[Saved entries]
* * * * *
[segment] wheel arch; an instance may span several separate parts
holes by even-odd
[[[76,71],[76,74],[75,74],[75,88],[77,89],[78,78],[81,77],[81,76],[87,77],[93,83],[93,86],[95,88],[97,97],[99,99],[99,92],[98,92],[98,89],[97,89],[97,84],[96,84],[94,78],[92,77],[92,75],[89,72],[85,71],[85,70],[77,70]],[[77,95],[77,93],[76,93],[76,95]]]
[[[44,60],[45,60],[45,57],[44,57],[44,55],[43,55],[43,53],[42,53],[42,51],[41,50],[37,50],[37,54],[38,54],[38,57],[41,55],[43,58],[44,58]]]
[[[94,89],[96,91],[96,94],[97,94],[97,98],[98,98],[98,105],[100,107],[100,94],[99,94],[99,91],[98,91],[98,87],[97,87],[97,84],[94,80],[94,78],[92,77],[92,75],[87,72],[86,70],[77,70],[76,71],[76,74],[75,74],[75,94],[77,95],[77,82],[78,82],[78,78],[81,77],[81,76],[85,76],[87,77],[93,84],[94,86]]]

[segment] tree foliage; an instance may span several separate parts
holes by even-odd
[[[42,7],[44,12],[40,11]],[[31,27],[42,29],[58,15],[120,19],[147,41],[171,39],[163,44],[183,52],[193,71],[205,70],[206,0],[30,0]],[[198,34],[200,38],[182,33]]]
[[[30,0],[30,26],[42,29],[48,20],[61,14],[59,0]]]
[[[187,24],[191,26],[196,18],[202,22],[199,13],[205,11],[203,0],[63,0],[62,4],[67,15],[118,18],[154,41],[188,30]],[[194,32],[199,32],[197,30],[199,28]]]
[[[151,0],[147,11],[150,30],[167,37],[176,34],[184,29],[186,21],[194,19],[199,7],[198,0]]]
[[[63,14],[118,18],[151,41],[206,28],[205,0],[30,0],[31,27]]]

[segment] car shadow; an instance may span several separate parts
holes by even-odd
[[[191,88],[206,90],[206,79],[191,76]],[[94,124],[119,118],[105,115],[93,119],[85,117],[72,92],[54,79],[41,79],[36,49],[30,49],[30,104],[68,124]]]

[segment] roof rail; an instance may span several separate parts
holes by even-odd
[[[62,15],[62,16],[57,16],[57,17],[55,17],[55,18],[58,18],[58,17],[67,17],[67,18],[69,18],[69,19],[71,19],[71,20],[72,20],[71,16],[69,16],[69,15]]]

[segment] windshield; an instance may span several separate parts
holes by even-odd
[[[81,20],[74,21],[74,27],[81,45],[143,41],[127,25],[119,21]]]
* * * * *
Copy out the entries above again, keeping them exact.

[segment] wheel arch; an instance may span several separate parts
holes by even-odd
[[[76,71],[76,74],[75,74],[75,88],[77,89],[78,78],[81,77],[81,76],[87,77],[93,83],[93,86],[95,88],[97,97],[99,99],[99,92],[98,92],[98,89],[97,89],[97,84],[96,84],[94,78],[92,77],[92,75],[89,72],[85,71],[85,70],[77,70]],[[77,95],[77,93],[76,93],[76,95]]]
[[[44,60],[45,60],[45,57],[44,57],[44,55],[43,55],[43,53],[42,53],[42,51],[41,50],[37,50],[37,54],[38,54],[38,57],[41,55],[43,58],[44,58]]]
[[[94,89],[96,91],[96,94],[97,94],[97,98],[98,98],[98,105],[100,107],[100,94],[99,94],[99,91],[98,91],[98,87],[97,87],[97,84],[94,80],[94,78],[92,77],[92,75],[87,72],[86,70],[77,70],[76,71],[76,74],[75,74],[75,94],[77,95],[77,82],[78,82],[78,78],[81,77],[81,76],[85,76],[87,77],[93,84],[94,86]]]

[segment] tree foliage; an instance may span several separate parts
holes by even-odd
[[[42,7],[44,12],[40,11]],[[31,27],[42,29],[58,15],[120,19],[147,41],[171,39],[163,44],[183,52],[193,71],[205,70],[206,0],[30,0]],[[198,34],[200,38],[182,33]]]
[[[30,0],[30,26],[42,29],[48,20],[61,14],[59,0]]]
[[[187,24],[191,26],[196,18],[202,22],[199,13],[205,11],[203,0],[63,0],[62,4],[67,15],[118,18],[154,41],[188,30]],[[194,32],[199,32],[197,30],[199,28]]]
[[[151,0],[147,11],[150,30],[167,37],[176,34],[184,29],[186,21],[194,19],[199,7],[198,0]]]
[[[63,14],[118,18],[151,41],[206,28],[205,0],[30,0],[31,27]]]

[segment] car shadow; an instance may span several separate parts
holes by even-odd
[[[191,88],[206,90],[206,79],[191,76]],[[94,124],[119,118],[105,115],[93,119],[85,117],[72,92],[54,79],[41,79],[36,49],[30,49],[30,104],[68,124]]]

[segment] roof rail; an instance may span several separate parts
holes by even-odd
[[[62,15],[62,16],[57,16],[57,17],[55,17],[55,18],[58,18],[58,17],[67,17],[67,18],[69,18],[69,19],[71,19],[71,20],[72,20],[71,16],[69,16],[69,15]]]

[segment] windshield; an instance may span several separate parts
holes by even-odd
[[[81,20],[74,21],[74,27],[81,45],[143,41],[127,25],[119,21]]]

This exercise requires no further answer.